Reports of widespread media bias are raisings doubts about the fairness of Kazakhstan's parliamentary elections on September 19. Despite regulations meant to ensure equal media access, television coverage continues to heavily favor pro-presidential parties, while opposition candidates struggle to gain access to the airwaves.
Media monitoring conducted by the non-governmental organization Elections and Democracy illustrates the case for concern. The report shows pro-presidential parties have increasingly dominated television news coverage of the campaign.
Within the first few weeks after the campaign season's official August 30 kick-off, for instance, Otan (Fatherland), the party endorsed by President Nursultan Nazarbayev, was the subject of roughly 22 percent to 30 percent of all television news campaign reports, while Asar (All Together), the party headed by Nazarbayev's daughter, Dariga, received 15 percent to 24 percent of the coverage. By contrast, the centrist party Ak Zhol (Bright Path) received between 11 percent and 18 percent and the main opposition Democratic Choice of Kazakhstan (DCK) less than 8 percent. One notable exception to this trend: the commercial station Channel 31, which provided the roughly balanced coverage of the parliamentary race, according to Elections and Democracy.
Unequal television coverage of political parties is nothing new for Kazakhstan. In the 1999 parliamentary elections, nearly 60 percent of all campaign stories were dedicated to Otan.
A new election law passed this spring was supposed to prevent a repetition of that scenario with a requirement that the media provide equal coverage of all parties during the official campaign season. But the final regulations, critics contend, were released late in the campaign process and thus could not be effectively enforced.

● **Tasks**
a) Reproduce a passage from the article on media coverage of Kazakhstan's elections, starting at the words "Media monitoring conducted" and ending after the words "of the campaign.".
b) Go on with the article on media coverage of Kazakhstan's elections, picking up after its last sentence.
The entries that come next have no connection to the article on media coverage of Kazakhstan's elections.

(Dataset excerpt)
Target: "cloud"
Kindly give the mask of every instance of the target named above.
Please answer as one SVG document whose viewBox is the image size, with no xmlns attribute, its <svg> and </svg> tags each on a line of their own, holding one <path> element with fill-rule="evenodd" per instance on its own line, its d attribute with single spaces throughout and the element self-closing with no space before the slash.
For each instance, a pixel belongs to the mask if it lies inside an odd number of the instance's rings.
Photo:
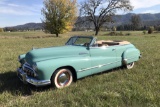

● **Task responses**
a)
Media monitoring conducted by the non-governmental organization Elections and Democracy illustrates the case for concern. The report shows pro-presidential parties have increasingly dominated television news coverage of the campaign.

b)
Several factors drive Kazakhstan's lopsided media coverage. First, the national media is a "party press," in which almost every media outlet has a party affiliation. DCK and Ak Zhol do not control TV stations and, therefore, are at a disadvantage in terms of television coverage. The TV market is almost fully monopolized by Otan and Asar, the country's two largest political parties. For instance, Khabar, run by Dariga Nazarbayeva, and KTK overwhelmingly favored Nazarbayeva's Asar party, giving its candidates more than half of their coverage time of political parties. The two stations' coverage of Ak Zhol, a sometime partner for presidential initiatives in parliament, was generally negative.
In July, Dariga Nazarbayeva temporarily stepped down from the management of Khabar to focus her energies on Asar's campaign, but some opposition members say her influence over programming remains considerable. On September 8, a 40-person protest staged by the DCK-Communist Party bloc occurred in front of Khabar's headquarters to demand equal candidate access to the state-funded station. In late August, DCK candidate Marzhan Aspandiyarova filed a lawsuit against Khabar and Nazarbayeva for similar complaints.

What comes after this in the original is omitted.